## Task instructions
Work out how many lines of the entries have the word "base" in them. Respond with that number only.

Referring expression data
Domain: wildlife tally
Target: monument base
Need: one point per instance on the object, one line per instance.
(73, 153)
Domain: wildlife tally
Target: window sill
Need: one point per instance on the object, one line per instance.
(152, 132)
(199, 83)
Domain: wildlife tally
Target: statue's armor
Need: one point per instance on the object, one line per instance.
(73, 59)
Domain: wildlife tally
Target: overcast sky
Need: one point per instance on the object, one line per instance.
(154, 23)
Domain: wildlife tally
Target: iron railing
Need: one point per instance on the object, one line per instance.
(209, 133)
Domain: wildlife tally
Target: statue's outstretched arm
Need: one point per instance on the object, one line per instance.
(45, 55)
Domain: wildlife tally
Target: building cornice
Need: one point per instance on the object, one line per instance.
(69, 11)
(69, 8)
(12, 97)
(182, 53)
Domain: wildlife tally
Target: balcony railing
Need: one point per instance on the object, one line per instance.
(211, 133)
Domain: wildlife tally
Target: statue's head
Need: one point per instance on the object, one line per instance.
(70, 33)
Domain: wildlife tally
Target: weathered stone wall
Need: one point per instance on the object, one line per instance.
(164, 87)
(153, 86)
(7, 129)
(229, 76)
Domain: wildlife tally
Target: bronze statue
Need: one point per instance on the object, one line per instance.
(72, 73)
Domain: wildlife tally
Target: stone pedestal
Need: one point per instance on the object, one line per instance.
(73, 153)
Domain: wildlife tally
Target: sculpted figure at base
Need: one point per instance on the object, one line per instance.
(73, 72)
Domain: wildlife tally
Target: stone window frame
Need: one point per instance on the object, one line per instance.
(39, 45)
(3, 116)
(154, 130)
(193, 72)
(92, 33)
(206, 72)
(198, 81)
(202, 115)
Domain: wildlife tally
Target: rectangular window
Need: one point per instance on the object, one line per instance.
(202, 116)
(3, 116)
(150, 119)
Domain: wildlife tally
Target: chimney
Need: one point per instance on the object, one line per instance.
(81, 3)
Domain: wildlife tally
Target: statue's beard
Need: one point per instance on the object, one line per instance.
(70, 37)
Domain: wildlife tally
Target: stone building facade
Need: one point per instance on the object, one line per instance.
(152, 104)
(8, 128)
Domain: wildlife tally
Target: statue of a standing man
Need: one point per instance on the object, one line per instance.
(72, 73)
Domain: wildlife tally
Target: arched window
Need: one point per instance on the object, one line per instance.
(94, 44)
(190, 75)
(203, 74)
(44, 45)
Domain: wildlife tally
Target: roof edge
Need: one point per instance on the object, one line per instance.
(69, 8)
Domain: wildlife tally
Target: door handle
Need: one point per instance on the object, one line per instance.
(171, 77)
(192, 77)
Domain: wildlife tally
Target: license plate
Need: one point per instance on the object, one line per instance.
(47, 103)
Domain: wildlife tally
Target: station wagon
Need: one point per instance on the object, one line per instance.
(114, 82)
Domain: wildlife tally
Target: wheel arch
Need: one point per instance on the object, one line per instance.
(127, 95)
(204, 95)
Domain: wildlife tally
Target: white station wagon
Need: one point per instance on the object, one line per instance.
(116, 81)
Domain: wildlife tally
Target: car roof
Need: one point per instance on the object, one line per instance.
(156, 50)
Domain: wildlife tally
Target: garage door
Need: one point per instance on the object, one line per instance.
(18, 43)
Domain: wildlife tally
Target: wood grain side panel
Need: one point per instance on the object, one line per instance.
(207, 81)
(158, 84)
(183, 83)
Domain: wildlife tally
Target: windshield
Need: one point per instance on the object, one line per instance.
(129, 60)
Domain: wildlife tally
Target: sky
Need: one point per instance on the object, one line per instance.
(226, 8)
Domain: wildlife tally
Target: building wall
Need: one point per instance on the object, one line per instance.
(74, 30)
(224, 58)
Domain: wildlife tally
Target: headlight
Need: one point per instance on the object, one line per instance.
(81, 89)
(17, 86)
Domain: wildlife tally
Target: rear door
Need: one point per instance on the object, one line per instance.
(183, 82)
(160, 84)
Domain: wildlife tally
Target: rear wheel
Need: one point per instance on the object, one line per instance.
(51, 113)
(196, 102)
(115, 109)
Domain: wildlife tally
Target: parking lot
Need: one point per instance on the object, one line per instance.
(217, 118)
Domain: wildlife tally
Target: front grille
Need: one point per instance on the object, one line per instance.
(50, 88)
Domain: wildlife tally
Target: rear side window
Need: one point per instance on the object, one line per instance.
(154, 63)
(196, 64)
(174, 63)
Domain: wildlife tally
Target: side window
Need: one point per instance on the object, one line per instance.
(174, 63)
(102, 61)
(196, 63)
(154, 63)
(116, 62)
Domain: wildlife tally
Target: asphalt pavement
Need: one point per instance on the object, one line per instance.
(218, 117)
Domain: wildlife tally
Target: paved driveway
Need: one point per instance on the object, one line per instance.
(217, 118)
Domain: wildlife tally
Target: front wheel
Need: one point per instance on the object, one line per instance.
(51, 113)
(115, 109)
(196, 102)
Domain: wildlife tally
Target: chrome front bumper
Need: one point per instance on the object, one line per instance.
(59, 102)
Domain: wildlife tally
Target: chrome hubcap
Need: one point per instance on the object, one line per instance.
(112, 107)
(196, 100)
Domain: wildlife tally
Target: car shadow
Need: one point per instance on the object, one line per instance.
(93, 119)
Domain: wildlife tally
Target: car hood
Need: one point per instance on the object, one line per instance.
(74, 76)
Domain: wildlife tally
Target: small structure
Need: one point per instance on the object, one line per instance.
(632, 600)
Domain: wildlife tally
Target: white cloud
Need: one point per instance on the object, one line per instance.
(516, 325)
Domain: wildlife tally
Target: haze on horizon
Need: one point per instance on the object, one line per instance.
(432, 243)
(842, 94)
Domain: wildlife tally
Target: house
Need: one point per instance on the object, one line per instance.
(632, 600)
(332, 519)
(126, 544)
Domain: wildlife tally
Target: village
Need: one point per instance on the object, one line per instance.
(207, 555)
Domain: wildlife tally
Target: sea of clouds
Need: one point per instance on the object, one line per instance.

## Solution
2